** Entries **
## Begin
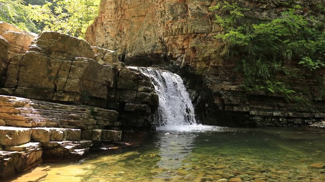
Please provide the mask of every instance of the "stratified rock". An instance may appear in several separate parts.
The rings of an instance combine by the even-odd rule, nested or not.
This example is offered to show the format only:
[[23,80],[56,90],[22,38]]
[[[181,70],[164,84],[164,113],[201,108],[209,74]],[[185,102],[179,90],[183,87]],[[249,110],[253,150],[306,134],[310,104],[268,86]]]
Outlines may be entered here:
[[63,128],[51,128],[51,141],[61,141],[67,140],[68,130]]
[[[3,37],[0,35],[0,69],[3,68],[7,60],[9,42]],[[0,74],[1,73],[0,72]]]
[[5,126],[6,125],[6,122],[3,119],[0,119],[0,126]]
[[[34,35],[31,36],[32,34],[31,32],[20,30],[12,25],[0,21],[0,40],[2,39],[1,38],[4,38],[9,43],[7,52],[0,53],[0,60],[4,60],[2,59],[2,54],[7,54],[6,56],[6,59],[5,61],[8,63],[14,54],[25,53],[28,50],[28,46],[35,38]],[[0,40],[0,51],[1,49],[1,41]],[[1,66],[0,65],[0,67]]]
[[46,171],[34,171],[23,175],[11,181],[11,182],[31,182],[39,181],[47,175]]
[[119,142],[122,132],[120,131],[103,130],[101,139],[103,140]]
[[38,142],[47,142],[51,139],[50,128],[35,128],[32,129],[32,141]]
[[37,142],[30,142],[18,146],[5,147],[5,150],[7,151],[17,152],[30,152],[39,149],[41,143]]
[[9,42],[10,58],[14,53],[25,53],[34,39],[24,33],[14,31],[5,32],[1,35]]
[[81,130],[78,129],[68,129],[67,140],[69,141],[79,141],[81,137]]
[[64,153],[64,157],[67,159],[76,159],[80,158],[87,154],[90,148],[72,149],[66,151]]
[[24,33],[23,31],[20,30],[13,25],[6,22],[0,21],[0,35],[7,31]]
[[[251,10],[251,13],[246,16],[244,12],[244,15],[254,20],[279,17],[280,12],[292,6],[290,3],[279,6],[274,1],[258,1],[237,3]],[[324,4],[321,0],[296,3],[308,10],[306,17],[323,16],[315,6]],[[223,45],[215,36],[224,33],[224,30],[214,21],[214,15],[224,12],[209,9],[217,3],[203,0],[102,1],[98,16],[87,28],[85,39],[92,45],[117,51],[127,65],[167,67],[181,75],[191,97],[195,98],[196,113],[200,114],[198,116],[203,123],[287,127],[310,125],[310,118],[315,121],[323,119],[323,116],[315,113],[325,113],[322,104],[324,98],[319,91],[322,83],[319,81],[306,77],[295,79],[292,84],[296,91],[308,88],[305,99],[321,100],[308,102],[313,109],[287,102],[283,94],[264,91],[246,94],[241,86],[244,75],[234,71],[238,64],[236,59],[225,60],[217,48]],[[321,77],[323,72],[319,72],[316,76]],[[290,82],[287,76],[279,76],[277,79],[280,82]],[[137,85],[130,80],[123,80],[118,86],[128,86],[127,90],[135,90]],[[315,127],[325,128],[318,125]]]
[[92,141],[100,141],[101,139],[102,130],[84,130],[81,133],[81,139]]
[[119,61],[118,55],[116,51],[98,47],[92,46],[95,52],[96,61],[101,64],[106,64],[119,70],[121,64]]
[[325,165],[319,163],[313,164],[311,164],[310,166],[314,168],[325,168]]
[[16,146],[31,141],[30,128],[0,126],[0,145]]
## End
## Begin
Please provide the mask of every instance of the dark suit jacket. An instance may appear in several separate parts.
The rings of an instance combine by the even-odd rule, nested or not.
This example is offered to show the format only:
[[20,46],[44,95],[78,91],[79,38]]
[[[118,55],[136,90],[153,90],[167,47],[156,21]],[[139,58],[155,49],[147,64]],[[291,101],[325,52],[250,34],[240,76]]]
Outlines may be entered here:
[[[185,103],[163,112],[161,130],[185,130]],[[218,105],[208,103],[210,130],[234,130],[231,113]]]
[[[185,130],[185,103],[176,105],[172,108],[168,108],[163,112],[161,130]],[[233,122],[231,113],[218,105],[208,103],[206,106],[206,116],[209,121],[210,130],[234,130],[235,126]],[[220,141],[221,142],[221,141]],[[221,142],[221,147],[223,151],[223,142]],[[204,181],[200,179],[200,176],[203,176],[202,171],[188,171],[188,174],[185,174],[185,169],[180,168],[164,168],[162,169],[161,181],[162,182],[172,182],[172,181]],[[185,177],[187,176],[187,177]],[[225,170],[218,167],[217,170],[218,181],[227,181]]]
## End
## Begin
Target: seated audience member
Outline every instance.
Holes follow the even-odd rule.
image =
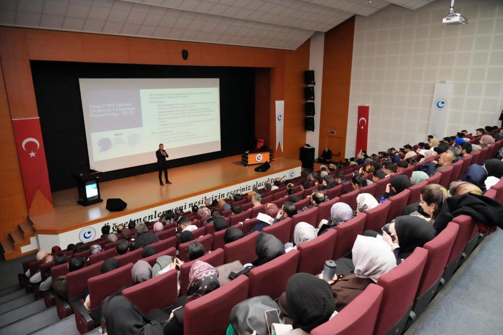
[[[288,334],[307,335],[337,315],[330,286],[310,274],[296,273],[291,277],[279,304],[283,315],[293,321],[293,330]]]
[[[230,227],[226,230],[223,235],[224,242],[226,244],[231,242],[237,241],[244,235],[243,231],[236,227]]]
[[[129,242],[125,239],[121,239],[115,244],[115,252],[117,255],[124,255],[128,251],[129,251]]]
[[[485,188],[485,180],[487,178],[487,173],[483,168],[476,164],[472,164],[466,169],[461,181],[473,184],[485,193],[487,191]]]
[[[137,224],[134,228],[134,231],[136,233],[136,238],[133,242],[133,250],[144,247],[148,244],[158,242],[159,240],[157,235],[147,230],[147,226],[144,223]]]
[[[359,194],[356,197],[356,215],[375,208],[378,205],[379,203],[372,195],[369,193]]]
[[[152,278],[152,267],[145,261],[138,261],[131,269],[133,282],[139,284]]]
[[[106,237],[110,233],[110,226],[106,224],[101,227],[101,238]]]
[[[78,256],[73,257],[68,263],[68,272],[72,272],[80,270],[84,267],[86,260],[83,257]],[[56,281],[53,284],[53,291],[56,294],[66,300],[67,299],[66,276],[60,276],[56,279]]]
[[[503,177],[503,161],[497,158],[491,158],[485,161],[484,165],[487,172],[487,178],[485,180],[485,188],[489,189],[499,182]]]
## End
** Problem details **
Please arrange the records from the line with "Target: seated audience member" up to and including the line with "[[[106,237],[110,233],[110,226],[106,224],[101,227],[101,238]]]" as a Markdown table with the columns Row and Line, numbering each row and skipping blank lines. Leave the pictures out of the table.

** Exercise result **
| Row | Line |
|---|---|
| 1 | Target: seated audience member |
| 2 | Outline every instance. |
| 3 | Holes follow the even-odd rule. |
| 4 | image = |
| 5 | [[[288,334],[307,335],[337,315],[330,286],[310,274],[296,273],[291,277],[279,304],[283,315],[293,321],[293,330]]] |
| 6 | [[[230,227],[226,230],[223,235],[224,242],[226,244],[231,242],[237,241],[244,235],[243,231],[236,227]]] |
| 7 | [[[129,242],[125,239],[121,239],[115,244],[115,252],[117,255],[124,255],[128,251],[129,251]]] |
| 8 | [[[485,188],[485,180],[487,178],[487,173],[483,168],[476,164],[472,164],[466,169],[461,181],[473,184],[485,193],[487,191]]] |
| 9 | [[[137,224],[134,228],[134,231],[136,233],[136,238],[133,242],[133,250],[144,247],[148,244],[158,242],[159,240],[157,235],[147,230],[147,226],[144,223]]] |
| 10 | [[[359,194],[356,197],[356,215],[375,208],[378,205],[379,203],[372,195],[369,193]]] |
| 11 | [[[152,278],[152,267],[145,261],[138,261],[131,269],[133,282],[139,284]]] |
| 12 | [[[106,237],[110,233],[110,226],[106,224],[101,227],[101,238]]] |